[Stored data entries]
****************
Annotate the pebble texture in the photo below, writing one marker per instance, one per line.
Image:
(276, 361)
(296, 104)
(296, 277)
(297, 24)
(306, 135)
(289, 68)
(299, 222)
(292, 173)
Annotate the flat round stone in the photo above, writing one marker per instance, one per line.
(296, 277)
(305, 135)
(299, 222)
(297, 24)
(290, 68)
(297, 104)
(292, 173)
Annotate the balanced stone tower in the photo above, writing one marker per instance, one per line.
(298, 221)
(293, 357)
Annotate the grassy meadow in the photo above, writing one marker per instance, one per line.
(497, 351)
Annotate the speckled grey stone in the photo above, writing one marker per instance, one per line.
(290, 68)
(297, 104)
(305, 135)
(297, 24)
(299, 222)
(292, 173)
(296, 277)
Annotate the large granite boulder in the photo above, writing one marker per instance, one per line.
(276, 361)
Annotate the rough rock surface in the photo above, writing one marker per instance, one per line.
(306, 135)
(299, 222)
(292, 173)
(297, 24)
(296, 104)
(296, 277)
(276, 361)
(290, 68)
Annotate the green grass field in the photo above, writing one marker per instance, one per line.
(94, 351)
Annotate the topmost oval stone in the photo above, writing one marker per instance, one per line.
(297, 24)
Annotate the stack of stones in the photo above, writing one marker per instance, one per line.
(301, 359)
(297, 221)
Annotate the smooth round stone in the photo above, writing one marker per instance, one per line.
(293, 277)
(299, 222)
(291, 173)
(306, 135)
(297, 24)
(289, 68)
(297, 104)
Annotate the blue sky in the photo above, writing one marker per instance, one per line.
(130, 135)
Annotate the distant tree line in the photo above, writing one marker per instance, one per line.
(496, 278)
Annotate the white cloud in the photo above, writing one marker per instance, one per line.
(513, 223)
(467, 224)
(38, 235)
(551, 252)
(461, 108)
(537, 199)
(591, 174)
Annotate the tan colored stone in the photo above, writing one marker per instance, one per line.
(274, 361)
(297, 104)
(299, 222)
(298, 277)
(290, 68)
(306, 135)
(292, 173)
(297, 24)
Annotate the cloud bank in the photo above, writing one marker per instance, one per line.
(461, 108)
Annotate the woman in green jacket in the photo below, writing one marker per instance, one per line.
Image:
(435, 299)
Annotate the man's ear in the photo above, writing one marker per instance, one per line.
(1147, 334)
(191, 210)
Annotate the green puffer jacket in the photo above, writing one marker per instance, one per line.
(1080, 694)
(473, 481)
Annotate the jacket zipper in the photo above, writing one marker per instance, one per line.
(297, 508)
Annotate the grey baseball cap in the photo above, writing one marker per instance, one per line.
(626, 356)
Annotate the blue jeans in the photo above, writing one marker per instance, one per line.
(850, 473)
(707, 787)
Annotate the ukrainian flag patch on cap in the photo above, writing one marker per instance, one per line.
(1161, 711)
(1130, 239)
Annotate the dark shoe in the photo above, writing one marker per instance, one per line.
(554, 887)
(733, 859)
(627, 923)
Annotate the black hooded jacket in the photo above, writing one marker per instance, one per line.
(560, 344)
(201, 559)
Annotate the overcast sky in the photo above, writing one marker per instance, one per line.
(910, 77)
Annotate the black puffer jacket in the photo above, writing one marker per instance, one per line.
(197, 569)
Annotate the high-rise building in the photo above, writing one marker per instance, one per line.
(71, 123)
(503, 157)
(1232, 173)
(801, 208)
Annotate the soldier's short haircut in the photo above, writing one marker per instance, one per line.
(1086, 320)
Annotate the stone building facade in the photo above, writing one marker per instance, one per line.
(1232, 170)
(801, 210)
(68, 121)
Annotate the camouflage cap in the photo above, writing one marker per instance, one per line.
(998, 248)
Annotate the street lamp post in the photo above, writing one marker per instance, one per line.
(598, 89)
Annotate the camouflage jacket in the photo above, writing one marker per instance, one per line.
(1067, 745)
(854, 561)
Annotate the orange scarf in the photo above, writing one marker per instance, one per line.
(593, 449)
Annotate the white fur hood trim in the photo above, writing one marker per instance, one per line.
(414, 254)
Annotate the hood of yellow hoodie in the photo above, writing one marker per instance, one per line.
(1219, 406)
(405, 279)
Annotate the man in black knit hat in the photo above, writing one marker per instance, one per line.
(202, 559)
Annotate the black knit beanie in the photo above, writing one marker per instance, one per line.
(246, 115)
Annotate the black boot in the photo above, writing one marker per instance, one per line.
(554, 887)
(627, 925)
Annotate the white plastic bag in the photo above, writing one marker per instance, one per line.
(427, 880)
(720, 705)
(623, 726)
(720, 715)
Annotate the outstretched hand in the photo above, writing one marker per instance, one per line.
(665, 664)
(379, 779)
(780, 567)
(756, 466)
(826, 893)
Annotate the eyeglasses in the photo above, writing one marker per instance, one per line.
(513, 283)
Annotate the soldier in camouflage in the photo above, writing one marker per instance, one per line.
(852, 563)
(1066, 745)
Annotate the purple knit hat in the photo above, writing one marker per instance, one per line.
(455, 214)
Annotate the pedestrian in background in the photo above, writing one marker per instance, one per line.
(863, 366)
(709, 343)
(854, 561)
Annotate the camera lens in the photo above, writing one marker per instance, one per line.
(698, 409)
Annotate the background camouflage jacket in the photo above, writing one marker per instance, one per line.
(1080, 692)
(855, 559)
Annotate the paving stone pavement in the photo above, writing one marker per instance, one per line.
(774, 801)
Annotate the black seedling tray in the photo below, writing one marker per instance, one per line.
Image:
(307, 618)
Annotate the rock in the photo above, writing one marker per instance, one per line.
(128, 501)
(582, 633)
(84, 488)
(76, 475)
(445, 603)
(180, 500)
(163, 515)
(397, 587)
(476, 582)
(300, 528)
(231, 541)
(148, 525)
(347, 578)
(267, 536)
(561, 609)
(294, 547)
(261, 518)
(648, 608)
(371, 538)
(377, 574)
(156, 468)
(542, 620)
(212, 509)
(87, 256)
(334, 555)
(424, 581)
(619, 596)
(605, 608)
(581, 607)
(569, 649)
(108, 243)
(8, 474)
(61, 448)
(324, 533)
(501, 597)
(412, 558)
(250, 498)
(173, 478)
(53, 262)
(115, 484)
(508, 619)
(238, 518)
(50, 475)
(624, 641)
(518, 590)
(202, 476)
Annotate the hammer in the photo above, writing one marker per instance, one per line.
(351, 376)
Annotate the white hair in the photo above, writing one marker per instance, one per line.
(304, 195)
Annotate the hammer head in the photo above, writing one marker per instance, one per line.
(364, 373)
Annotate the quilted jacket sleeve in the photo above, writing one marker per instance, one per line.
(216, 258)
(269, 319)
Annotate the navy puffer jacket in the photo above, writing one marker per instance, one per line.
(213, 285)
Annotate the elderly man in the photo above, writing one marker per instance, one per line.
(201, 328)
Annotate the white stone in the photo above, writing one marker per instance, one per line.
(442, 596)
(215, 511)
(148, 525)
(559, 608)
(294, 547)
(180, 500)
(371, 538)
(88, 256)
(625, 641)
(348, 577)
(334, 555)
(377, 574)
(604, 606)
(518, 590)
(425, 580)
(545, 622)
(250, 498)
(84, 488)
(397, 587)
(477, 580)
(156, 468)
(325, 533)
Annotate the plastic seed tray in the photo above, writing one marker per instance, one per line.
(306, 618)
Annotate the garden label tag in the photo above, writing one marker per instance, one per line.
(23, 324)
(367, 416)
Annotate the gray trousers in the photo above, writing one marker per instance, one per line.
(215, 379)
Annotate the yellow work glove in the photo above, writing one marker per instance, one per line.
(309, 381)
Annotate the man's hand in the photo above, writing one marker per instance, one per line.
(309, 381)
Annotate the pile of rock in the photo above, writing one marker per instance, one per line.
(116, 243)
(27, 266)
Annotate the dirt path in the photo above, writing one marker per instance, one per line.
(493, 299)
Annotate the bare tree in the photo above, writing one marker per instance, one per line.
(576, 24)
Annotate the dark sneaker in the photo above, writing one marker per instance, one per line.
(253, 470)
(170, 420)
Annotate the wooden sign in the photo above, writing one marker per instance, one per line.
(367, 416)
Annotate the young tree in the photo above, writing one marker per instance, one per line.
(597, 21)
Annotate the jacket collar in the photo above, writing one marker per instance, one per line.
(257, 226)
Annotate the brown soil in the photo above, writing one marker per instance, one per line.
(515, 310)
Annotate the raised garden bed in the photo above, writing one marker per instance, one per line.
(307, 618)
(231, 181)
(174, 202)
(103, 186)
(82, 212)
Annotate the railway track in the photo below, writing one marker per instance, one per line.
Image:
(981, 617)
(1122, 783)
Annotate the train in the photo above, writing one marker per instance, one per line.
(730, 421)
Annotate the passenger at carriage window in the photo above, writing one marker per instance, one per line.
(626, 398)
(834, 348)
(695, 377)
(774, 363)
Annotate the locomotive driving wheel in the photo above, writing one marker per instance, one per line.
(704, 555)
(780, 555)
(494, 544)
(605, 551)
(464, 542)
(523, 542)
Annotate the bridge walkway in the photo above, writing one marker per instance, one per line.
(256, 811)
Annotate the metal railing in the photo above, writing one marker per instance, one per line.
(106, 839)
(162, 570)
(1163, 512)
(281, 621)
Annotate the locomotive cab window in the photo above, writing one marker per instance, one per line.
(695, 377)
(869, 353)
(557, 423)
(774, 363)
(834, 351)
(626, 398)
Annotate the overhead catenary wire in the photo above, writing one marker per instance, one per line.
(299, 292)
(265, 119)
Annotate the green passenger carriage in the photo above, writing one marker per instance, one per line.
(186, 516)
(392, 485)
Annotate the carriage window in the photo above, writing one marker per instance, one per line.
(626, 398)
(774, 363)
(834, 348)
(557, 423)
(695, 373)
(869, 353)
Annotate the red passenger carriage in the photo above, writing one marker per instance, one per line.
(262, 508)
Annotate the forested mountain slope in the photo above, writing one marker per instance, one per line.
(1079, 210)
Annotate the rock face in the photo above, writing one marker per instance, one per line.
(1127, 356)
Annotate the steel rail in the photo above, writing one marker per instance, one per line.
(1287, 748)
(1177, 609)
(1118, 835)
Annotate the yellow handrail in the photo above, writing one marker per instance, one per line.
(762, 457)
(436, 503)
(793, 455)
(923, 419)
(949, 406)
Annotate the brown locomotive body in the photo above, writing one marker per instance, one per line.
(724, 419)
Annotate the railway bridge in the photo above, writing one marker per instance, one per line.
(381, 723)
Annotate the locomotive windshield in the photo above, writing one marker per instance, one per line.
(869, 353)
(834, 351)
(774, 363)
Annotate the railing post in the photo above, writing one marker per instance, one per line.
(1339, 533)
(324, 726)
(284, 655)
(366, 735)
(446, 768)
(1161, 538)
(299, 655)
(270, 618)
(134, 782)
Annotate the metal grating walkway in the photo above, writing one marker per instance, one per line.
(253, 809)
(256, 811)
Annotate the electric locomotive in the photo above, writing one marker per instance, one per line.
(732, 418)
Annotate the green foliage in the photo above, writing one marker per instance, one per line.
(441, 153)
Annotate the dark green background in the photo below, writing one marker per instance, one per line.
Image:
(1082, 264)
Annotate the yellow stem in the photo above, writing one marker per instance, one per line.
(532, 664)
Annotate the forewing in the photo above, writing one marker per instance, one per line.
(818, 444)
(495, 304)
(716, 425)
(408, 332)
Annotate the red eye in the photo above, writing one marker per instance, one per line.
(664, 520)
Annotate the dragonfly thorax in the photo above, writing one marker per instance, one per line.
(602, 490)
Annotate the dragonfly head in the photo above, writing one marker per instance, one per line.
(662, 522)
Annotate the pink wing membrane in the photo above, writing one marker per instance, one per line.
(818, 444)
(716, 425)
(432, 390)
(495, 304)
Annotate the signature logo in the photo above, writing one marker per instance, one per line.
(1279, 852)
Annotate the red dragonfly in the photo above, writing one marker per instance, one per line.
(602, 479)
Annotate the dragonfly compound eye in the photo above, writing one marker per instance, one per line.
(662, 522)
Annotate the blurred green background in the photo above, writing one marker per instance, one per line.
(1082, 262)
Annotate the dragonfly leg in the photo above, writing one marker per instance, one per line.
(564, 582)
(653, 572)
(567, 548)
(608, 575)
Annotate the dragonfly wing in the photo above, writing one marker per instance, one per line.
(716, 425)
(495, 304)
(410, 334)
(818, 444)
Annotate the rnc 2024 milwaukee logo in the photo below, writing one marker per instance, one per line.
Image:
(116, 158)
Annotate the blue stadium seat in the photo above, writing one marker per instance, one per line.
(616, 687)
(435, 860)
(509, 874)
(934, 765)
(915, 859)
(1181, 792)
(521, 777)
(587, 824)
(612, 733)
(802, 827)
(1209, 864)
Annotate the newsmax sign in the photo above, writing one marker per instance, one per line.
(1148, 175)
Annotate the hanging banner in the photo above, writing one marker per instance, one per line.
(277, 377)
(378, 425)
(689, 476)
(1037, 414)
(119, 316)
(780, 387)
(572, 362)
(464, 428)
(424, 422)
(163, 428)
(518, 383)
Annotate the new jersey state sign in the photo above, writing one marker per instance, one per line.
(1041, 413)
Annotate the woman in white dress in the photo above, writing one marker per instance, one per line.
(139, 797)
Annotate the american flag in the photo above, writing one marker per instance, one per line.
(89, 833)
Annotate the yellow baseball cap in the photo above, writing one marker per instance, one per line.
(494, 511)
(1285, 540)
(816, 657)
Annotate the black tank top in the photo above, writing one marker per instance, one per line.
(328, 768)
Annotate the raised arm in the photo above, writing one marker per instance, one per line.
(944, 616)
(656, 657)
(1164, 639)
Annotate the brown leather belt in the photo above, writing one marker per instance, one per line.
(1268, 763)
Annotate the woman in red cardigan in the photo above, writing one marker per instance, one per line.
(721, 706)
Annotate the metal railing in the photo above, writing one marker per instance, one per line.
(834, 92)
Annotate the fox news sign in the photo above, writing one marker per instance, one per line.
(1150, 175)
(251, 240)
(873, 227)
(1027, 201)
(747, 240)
****************
_Work task_.
Check each line above for "below" and return the ones that have it.

_The answer_.
Annotate the pebble texture in the photo below, writing one marker per instance, one per line.
Annotate the woman in green jacket in the photo below, writing one marker per instance, one per line.
Annotate the black seedling tray in the photo below, writing one marker per instance, one per line.
Annotate the railway track in the photo below, writing one marker per instance, one per line.
Annotate the dark green background in the photo below, writing one marker per instance, one per line.
Annotate the rnc 2024 milwaukee logo in the photo below, writing one marker per instance, one per line.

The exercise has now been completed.